Detection examples
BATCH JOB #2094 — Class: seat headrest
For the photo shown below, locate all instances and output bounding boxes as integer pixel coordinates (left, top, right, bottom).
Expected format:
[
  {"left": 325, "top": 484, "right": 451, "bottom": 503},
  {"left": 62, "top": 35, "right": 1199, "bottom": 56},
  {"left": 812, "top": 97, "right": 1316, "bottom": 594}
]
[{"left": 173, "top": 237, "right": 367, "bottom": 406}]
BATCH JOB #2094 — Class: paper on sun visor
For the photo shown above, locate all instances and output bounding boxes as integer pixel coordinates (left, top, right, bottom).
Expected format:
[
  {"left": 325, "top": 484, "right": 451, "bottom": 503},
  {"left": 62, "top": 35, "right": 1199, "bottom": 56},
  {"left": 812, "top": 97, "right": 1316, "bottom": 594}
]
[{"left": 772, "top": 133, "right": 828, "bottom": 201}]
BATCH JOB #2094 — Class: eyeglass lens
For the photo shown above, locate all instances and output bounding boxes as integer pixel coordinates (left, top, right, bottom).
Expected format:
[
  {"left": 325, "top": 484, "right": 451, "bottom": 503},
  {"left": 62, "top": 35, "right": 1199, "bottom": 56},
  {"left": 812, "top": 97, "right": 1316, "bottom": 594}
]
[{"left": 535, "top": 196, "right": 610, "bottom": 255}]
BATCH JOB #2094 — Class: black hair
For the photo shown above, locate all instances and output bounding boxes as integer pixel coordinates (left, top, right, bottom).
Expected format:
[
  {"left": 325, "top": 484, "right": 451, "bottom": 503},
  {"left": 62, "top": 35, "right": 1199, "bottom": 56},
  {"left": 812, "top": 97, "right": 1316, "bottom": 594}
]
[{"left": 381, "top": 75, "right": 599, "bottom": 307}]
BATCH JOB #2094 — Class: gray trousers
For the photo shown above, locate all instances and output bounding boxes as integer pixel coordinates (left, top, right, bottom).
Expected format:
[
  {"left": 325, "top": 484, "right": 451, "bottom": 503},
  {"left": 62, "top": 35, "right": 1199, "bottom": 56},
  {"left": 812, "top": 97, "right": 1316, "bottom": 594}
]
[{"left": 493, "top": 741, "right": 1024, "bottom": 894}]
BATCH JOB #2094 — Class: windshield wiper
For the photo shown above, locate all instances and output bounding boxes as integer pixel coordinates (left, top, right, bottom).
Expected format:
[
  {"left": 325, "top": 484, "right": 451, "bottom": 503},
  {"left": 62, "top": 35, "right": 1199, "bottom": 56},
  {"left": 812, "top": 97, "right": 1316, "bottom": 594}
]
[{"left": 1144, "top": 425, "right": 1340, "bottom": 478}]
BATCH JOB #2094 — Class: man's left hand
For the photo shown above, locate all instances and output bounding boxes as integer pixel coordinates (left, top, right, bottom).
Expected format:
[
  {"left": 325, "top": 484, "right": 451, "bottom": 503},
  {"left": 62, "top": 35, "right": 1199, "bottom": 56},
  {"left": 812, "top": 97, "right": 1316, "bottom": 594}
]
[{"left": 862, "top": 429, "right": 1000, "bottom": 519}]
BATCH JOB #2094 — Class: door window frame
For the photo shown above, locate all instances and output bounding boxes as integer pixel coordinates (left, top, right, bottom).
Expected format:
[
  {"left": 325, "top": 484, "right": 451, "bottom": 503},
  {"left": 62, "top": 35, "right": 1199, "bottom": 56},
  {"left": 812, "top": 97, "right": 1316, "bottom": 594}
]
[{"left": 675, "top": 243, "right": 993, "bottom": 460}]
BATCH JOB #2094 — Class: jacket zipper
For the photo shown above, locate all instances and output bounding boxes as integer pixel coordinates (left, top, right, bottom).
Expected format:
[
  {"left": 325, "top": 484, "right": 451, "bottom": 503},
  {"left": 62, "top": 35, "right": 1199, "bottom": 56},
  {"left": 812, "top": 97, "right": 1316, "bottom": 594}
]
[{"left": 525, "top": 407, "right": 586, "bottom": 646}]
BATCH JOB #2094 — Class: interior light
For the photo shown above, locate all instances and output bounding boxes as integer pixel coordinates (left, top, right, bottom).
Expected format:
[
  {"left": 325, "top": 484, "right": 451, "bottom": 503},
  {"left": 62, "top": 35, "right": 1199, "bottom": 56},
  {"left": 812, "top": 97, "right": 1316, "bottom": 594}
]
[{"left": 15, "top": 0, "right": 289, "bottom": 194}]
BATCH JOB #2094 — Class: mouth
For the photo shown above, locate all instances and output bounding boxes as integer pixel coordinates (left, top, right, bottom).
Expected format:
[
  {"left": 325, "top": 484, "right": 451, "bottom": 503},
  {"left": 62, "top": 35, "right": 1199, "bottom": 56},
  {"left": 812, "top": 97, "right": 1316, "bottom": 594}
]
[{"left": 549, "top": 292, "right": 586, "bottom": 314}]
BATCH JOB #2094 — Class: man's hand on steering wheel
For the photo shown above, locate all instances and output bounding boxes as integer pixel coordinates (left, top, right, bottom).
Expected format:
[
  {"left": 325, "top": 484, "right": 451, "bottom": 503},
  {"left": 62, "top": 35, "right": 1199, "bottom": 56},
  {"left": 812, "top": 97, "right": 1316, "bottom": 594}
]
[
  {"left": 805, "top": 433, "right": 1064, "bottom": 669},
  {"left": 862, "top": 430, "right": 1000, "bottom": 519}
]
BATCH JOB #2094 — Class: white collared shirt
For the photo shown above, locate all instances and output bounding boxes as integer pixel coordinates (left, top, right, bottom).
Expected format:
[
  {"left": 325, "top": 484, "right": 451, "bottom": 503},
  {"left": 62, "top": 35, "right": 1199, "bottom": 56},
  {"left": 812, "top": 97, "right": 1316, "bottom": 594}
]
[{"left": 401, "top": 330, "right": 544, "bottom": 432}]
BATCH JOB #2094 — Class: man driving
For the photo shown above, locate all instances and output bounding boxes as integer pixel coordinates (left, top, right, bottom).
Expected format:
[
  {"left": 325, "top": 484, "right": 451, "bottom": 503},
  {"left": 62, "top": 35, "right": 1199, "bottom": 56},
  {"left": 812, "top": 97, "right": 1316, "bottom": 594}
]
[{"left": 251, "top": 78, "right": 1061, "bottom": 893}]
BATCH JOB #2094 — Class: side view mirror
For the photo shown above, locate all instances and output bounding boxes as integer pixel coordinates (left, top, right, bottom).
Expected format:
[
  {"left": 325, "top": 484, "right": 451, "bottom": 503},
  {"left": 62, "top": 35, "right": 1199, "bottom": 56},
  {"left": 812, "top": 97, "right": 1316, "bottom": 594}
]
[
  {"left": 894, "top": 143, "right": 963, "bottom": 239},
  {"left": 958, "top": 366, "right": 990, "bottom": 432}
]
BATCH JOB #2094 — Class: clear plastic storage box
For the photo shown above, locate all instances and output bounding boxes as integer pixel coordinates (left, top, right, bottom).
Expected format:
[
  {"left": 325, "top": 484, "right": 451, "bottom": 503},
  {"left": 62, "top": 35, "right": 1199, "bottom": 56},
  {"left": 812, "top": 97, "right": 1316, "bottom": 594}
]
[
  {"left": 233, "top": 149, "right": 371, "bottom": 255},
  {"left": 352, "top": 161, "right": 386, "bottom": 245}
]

● REQUIREMENTS:
Change "storage box" to "container" in the data. Start at the line containing "BATCH JOB #2094 — Class: clear", continue through the end of the data, and leave everything else unchanged.

● WRITTEN REPLY:
BATCH JOB #2094 — Class: clear plastic container
For the photo shown above, locate all instances and output bounding boxes as integer pixel coordinates (left, top, right, bottom).
Expected format:
[
  {"left": 325, "top": 484, "right": 451, "bottom": 503},
  {"left": 62, "top": 35, "right": 1199, "bottom": 56},
  {"left": 812, "top": 97, "right": 1316, "bottom": 594}
]
[
  {"left": 233, "top": 149, "right": 371, "bottom": 255},
  {"left": 352, "top": 161, "right": 386, "bottom": 245}
]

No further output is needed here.